> **Work to complete**:
Down to the last line, set the entries down again exactly.

Saved entries:
▬▬▬

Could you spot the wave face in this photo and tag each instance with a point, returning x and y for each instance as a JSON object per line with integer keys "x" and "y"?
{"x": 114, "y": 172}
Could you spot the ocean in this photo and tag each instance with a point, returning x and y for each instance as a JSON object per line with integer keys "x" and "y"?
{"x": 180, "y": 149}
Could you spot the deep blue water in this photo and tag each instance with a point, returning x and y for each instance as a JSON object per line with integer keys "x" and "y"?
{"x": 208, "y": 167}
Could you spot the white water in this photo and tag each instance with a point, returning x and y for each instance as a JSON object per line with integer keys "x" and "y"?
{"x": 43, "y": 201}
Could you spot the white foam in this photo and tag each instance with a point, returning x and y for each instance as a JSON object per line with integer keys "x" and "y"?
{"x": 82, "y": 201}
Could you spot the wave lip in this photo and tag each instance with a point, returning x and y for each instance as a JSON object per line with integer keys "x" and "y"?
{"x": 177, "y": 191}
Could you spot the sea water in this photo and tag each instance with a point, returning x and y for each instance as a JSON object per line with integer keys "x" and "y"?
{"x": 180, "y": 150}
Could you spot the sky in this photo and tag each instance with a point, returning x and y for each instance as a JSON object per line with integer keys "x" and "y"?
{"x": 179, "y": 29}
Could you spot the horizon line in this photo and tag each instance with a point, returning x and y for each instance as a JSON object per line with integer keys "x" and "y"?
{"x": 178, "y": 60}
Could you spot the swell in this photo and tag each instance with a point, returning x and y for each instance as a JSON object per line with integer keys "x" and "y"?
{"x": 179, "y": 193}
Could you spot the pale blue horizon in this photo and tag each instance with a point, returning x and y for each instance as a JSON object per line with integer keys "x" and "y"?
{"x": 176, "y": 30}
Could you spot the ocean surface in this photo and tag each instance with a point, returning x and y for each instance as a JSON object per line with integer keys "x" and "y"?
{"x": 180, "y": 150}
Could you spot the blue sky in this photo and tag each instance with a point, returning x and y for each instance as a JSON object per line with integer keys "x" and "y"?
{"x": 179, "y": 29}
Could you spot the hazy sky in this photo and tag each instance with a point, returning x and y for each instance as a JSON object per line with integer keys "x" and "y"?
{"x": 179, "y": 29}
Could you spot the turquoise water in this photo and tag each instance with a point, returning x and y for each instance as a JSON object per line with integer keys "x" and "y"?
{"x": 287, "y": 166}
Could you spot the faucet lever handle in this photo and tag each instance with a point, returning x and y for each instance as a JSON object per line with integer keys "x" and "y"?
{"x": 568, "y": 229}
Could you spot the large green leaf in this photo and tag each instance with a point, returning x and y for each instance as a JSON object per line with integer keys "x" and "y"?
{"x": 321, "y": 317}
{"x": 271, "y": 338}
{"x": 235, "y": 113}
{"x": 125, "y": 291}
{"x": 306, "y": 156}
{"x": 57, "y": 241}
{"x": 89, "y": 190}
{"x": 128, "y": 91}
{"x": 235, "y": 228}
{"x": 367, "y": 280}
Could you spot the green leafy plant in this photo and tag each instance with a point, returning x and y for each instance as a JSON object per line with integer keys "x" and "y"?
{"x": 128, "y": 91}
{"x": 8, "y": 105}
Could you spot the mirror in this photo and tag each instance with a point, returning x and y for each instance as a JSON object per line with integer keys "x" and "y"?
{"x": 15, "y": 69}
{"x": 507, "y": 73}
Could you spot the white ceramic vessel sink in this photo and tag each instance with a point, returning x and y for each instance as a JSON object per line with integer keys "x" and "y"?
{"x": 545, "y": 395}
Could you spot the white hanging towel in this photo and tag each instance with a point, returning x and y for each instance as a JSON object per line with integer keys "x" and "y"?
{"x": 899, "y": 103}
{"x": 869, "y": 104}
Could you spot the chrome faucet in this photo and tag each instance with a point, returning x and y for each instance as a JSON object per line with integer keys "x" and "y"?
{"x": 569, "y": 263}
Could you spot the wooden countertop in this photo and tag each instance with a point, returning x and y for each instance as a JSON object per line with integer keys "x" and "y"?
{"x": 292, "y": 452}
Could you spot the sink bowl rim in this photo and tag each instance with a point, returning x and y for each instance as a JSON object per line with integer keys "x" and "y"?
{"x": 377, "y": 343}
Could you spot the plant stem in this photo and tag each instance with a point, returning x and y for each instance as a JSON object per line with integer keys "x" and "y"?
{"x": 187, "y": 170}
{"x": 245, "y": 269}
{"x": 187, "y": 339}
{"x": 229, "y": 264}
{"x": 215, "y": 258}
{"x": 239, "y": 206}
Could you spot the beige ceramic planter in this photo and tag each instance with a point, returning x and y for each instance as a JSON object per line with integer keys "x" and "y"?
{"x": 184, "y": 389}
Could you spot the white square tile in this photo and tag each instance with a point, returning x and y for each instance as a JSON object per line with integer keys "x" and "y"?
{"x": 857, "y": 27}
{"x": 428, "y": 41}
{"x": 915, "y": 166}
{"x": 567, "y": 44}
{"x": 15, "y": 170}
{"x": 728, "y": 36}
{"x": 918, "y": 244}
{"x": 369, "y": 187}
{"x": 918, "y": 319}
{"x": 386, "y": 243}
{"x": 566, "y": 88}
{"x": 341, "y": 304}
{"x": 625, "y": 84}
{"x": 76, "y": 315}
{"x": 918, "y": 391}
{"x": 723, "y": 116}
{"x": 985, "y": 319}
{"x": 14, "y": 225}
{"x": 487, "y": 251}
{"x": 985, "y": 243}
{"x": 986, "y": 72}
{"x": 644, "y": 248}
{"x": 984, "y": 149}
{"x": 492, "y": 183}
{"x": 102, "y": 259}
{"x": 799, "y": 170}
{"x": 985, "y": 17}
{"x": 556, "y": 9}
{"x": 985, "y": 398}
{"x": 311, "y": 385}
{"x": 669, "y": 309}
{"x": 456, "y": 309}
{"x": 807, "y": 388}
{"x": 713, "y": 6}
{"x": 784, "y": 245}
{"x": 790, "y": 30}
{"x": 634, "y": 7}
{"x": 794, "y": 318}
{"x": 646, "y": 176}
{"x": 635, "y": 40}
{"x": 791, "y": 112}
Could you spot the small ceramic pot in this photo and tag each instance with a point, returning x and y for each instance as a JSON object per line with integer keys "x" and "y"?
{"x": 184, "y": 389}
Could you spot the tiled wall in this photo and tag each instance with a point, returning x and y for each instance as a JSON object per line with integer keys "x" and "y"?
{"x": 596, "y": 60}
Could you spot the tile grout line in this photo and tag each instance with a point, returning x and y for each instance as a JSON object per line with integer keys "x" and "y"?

▬▬▬

> **Response**:
Could you spot the wave face in this photo and tag each instance with a point, returning x and y for each instance as a JSON object per line with integer keys "x" and "y"?
{"x": 114, "y": 172}
Could you spot the ocean in this photo and tag each instance with a point, returning x and y for each instance as a JSON object per line with integer keys "x" and "y"?
{"x": 180, "y": 149}
Could you spot the deep blue water in this photo and tag each instance with a point, returning x and y for each instance as a JSON object per line with integer keys "x" and "y"?
{"x": 208, "y": 167}
Could you spot the white water in this photo and tag each instance with a point, returning x and y for each instance as a JSON object per line with integer keys "x" and "y"?
{"x": 43, "y": 201}
Could you spot the white foam in this photo and tag each instance with a point, returning x and y for each instance as a JSON object per line with integer keys "x" and "y"?
{"x": 82, "y": 201}
Could you spot the wave lip in this photo and tag each instance with a point, returning x and y for each instance as a JSON object per line with integer keys "x" and "y"?
{"x": 177, "y": 191}
Could you spot the sea water in this photo and tag each instance with a point, returning x and y for each instance as a JSON object per line with integer keys "x" and "y"?
{"x": 180, "y": 150}
Could you spot the sky in this photo and tag each instance with a point, returning x and y for each instance as a JSON object per line with integer keys "x" and "y"?
{"x": 179, "y": 29}
Could you spot the horizon line in this photo and tag each instance with a point, returning x and y for each instance as a JSON object per line with integer keys "x" and "y"?
{"x": 178, "y": 60}
Could you spot the swell in this photo and tag each instance with a point, returning x and y for each instance as a JSON object per line with integer keys "x" and "y"?
{"x": 179, "y": 193}
Could you spot the pale blue horizon in this photo and tag each instance with a point, returning x and y for each instance as a JSON object per line with integer keys "x" and "y"?
{"x": 176, "y": 30}
Could you spot the ocean surface in this photo and tag each instance with a point, returning x and y for each instance as a JSON object per line with integer keys "x" and "y"?
{"x": 180, "y": 150}
Could you spot the blue sky in this photo and tag each instance with a point, returning x and y for each instance as a JSON object per line with integer keys "x" and "y"?
{"x": 179, "y": 29}
Could you spot the hazy sky in this photo and tag each instance with a point, returning x and y for each instance as a JSON object per line with integer keys "x" and "y"?
{"x": 179, "y": 29}
Could you spot the turquoise water in this photo and tag each instance with a point, returning x and y for each instance as a JSON object per line with integer keys "x" and "y"?
{"x": 287, "y": 166}
Could you spot the faucet lever handle in this photo and tag each instance with a point, returning x and y for each instance as a JSON object per line with integer keys "x" and "y"?
{"x": 568, "y": 229}
Could you spot the large green leaf in this photo and tag each instance with a point, returning x and y for each instance as a JSON object per line with integer keys "x" and "y"?
{"x": 321, "y": 317}
{"x": 271, "y": 338}
{"x": 235, "y": 113}
{"x": 125, "y": 291}
{"x": 306, "y": 156}
{"x": 57, "y": 241}
{"x": 89, "y": 190}
{"x": 128, "y": 91}
{"x": 235, "y": 228}
{"x": 367, "y": 280}
Could you spot the green leafy plant in this photo and tag each instance with a point, returning x and y for each instance as a JSON object per line with integer keys "x" and "y"?
{"x": 128, "y": 91}
{"x": 8, "y": 105}
Could you spot the mirror in this photo and tag each instance with a point, returning x and y for each instance as a JSON object per line with integer keys "x" and "y"?
{"x": 15, "y": 69}
{"x": 507, "y": 73}
Could you spot the white ceramic vessel sink in this photo and tag each instance with a point, returning x and y for each instance as a JSON object per line with integer keys "x" and "y"?
{"x": 545, "y": 395}
Could you spot the white hanging towel in this photo and tag each instance with a point, returning x and y for each instance as a JSON object per line with integer keys "x" and "y"?
{"x": 899, "y": 103}
{"x": 869, "y": 104}
Could you spot the chrome faucet in this photo and tag each instance with a point, returning x and y for each instance as a JSON object per line with integer keys "x" and "y"?
{"x": 569, "y": 263}
Could you spot the wooden countertop in this photo and tag each instance with a point, returning x and y for each instance as a JSON object per line with integer keys "x" and "y"?
{"x": 292, "y": 452}
Could you spot the sink bowl rim in this photo and tag each instance with a point, returning x and y for each instance as a JSON object per line with integer keys "x" and "y"?
{"x": 377, "y": 343}
Could you spot the plant stem in this photo and tag each instance with a point, returning x and y for each instance as a JSON object per line with integer keys "x" and "y"?
{"x": 187, "y": 170}
{"x": 245, "y": 269}
{"x": 187, "y": 339}
{"x": 229, "y": 264}
{"x": 215, "y": 258}
{"x": 239, "y": 206}
Could you spot the beige ceramic planter in this photo and tag each instance with a point, returning x and y for each instance as a JSON object per line with integer keys "x" and "y"?
{"x": 184, "y": 389}
Could you spot the white square tile in this photo and tag each instance with a point, returning x and y for each instance as a JSON object per line with integer keys "x" and "y"?
{"x": 857, "y": 27}
{"x": 428, "y": 41}
{"x": 915, "y": 166}
{"x": 567, "y": 44}
{"x": 15, "y": 170}
{"x": 728, "y": 36}
{"x": 918, "y": 244}
{"x": 369, "y": 187}
{"x": 918, "y": 319}
{"x": 386, "y": 243}
{"x": 566, "y": 88}
{"x": 341, "y": 304}
{"x": 625, "y": 84}
{"x": 76, "y": 315}
{"x": 918, "y": 391}
{"x": 723, "y": 116}
{"x": 985, "y": 319}
{"x": 14, "y": 225}
{"x": 487, "y": 251}
{"x": 985, "y": 243}
{"x": 986, "y": 72}
{"x": 644, "y": 248}
{"x": 984, "y": 149}
{"x": 492, "y": 183}
{"x": 102, "y": 259}
{"x": 799, "y": 170}
{"x": 985, "y": 17}
{"x": 556, "y": 9}
{"x": 985, "y": 398}
{"x": 311, "y": 385}
{"x": 669, "y": 309}
{"x": 456, "y": 309}
{"x": 807, "y": 388}
{"x": 713, "y": 6}
{"x": 784, "y": 245}
{"x": 790, "y": 30}
{"x": 634, "y": 7}
{"x": 794, "y": 318}
{"x": 646, "y": 176}
{"x": 635, "y": 40}
{"x": 791, "y": 112}
Could you spot the small ceramic pot in this photo and tag each instance with a point, returning x and y for each instance as a JSON object per line with integer keys "x" and "y"?
{"x": 184, "y": 389}
Could you spot the tiled wall in this photo and tag each instance with a point, returning x and y for each instance as a JSON object per line with integer keys "x" and "y"?
{"x": 596, "y": 60}
Could you spot the tile grout line in this photo and tag each instance with a point, returning x and y for each instance as a JSON object per line with integer keys "x" and "y"?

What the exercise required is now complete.